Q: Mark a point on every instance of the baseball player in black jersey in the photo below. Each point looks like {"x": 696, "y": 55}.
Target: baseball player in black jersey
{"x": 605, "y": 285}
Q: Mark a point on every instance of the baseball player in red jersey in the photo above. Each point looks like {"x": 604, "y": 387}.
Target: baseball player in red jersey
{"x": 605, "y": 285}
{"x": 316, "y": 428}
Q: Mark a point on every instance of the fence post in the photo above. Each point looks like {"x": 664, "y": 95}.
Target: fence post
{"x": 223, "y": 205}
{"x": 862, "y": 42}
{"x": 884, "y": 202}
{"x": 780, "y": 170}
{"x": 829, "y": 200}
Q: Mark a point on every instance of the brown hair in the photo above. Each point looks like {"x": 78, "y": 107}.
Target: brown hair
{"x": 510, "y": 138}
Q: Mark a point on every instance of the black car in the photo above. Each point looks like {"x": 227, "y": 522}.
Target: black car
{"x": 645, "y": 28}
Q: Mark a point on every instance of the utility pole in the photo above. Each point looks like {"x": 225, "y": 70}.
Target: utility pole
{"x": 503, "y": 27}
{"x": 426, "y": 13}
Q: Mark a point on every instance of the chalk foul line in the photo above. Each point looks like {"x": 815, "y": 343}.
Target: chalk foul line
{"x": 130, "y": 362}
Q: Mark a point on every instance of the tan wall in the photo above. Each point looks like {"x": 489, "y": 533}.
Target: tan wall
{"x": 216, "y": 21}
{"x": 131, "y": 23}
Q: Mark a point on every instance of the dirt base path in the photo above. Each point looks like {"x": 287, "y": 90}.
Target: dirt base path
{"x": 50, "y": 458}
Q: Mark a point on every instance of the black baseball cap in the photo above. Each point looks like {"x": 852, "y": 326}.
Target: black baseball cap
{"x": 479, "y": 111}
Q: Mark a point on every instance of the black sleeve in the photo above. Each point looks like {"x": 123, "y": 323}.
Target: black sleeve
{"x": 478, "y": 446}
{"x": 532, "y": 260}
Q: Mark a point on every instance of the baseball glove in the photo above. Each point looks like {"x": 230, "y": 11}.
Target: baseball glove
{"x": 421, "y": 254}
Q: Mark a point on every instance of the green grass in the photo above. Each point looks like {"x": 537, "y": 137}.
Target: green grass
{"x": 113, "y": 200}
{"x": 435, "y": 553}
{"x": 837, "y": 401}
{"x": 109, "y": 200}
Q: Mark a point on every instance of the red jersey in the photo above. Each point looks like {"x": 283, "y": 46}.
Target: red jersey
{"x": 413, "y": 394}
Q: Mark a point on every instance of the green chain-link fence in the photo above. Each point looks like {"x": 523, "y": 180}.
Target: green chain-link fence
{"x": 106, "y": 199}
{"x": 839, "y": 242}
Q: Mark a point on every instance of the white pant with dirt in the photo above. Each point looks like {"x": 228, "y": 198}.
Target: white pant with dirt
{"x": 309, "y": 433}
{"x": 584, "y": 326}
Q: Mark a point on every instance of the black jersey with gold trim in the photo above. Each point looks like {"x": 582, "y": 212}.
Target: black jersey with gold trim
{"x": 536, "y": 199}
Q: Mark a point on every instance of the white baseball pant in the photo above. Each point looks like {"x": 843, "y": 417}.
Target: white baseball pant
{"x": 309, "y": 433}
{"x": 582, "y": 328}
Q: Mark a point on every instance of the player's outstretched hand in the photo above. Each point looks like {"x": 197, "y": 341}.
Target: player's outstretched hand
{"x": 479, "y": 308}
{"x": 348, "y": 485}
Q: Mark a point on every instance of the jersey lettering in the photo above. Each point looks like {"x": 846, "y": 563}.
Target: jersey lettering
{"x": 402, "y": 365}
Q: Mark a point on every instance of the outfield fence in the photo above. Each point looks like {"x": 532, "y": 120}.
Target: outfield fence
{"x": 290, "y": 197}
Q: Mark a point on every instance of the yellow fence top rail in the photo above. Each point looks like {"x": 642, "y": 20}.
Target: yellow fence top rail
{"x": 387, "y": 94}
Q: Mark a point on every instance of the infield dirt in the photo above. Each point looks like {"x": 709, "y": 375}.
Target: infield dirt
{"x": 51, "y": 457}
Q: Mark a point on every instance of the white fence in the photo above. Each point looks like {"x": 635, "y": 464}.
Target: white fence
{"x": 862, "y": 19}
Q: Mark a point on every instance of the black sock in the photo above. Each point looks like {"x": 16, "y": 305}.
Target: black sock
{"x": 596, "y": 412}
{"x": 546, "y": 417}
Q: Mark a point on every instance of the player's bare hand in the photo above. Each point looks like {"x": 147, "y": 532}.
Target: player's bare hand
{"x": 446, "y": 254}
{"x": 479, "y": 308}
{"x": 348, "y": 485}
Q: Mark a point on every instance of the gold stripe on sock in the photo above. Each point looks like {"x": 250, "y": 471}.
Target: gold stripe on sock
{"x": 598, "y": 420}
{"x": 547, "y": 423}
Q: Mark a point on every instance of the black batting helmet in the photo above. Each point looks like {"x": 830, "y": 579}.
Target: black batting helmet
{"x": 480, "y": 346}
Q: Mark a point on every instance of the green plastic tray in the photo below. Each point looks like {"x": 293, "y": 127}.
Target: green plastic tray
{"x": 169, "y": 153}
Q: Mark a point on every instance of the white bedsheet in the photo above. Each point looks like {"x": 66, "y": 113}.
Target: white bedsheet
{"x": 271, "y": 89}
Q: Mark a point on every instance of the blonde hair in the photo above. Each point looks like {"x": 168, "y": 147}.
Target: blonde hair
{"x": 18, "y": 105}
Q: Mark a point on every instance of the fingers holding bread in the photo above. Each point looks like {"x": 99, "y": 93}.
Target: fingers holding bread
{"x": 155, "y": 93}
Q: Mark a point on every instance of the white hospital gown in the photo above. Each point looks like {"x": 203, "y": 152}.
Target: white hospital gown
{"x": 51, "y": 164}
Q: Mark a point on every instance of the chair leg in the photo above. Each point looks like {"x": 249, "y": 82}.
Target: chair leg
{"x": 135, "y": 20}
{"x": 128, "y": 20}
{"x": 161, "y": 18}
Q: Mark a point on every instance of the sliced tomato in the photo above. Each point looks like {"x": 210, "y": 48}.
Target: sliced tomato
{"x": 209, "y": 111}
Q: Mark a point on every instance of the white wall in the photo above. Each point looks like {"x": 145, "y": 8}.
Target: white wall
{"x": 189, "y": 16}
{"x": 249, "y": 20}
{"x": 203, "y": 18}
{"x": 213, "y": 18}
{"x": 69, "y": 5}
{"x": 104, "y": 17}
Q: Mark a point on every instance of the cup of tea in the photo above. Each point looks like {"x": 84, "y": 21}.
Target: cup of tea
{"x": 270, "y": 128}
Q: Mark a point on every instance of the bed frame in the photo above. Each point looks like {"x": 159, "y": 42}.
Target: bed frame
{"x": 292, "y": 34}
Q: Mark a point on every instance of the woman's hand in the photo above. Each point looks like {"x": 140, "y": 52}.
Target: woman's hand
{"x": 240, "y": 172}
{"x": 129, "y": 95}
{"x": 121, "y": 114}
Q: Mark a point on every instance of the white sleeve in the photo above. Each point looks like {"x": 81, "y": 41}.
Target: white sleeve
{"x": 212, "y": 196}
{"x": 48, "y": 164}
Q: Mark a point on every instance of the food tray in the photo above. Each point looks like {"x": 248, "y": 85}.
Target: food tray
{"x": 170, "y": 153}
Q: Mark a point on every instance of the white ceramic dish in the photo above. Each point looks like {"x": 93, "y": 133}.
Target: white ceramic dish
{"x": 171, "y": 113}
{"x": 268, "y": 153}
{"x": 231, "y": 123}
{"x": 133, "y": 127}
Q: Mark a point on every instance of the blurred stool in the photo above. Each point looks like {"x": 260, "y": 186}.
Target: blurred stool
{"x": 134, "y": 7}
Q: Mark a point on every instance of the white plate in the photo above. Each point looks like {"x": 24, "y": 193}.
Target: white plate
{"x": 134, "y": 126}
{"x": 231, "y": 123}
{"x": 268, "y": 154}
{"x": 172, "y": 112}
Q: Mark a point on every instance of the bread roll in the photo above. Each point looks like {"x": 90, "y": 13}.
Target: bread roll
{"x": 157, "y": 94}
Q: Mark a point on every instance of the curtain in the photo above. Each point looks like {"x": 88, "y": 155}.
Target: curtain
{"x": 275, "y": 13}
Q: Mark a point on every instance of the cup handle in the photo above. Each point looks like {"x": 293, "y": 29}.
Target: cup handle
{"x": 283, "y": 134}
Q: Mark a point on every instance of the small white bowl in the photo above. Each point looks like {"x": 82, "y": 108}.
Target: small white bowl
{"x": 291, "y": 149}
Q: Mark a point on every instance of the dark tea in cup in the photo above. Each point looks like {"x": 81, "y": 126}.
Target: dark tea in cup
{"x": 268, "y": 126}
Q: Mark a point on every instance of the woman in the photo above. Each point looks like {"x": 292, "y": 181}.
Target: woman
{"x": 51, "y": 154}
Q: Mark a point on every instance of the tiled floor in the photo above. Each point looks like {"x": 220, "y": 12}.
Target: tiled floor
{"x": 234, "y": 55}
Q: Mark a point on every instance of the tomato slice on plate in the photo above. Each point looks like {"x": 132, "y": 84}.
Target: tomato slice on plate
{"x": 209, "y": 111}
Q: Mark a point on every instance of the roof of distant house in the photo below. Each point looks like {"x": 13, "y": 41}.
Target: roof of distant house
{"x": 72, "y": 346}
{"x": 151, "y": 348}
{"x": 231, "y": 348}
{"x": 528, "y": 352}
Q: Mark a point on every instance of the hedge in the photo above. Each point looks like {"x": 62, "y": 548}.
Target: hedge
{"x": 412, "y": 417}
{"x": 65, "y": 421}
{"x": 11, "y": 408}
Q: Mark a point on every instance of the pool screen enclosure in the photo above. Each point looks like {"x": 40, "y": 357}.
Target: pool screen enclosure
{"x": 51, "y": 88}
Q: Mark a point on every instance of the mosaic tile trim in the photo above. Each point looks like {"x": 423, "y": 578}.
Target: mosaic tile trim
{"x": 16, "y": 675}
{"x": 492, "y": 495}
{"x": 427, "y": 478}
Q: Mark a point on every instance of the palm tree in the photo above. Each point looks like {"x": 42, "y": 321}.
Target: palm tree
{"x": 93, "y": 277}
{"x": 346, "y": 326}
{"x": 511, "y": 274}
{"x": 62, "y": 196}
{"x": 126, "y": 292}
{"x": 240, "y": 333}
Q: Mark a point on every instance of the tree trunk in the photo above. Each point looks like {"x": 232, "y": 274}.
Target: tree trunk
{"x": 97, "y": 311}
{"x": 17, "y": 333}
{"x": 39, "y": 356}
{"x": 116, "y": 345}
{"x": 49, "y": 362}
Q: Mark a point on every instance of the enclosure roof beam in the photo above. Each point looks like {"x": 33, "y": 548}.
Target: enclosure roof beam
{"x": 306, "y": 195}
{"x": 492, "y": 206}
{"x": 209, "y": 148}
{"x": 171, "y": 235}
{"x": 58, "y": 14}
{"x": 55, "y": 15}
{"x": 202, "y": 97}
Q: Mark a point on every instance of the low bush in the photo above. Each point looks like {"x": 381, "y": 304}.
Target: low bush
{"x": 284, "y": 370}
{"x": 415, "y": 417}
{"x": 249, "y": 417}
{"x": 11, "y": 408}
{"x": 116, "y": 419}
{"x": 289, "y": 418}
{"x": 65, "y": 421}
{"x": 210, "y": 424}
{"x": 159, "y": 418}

________________________________________

The problem:
Copy exactly, and only, the lines from the one containing "Q: Mark a point on every instance of the palm" through the last line of the listing.

Completed task:
Q: Mark a point on every instance of the palm tree in the photo above. Each point looks like {"x": 42, "y": 321}.
Target: palm tree
{"x": 93, "y": 277}
{"x": 346, "y": 326}
{"x": 511, "y": 274}
{"x": 62, "y": 196}
{"x": 126, "y": 292}
{"x": 240, "y": 333}
Q: Mark a point on every instance of the tree trunk in the photo above. Each point looks like {"x": 232, "y": 274}.
Target: tree trunk
{"x": 97, "y": 311}
{"x": 17, "y": 333}
{"x": 39, "y": 356}
{"x": 116, "y": 345}
{"x": 49, "y": 362}
Q: Mark a point on every instance of the enclosure roof beam in the photo above. Each point looks like {"x": 33, "y": 548}.
Target: enclosure roof beam
{"x": 306, "y": 195}
{"x": 492, "y": 206}
{"x": 209, "y": 148}
{"x": 171, "y": 235}
{"x": 58, "y": 14}
{"x": 55, "y": 15}
{"x": 202, "y": 97}
Q: Mark a point on every instance of the low bush in the photo above. Each point looks like {"x": 381, "y": 304}.
Target: low bush
{"x": 284, "y": 370}
{"x": 415, "y": 417}
{"x": 249, "y": 417}
{"x": 11, "y": 408}
{"x": 116, "y": 419}
{"x": 289, "y": 418}
{"x": 65, "y": 421}
{"x": 210, "y": 424}
{"x": 159, "y": 418}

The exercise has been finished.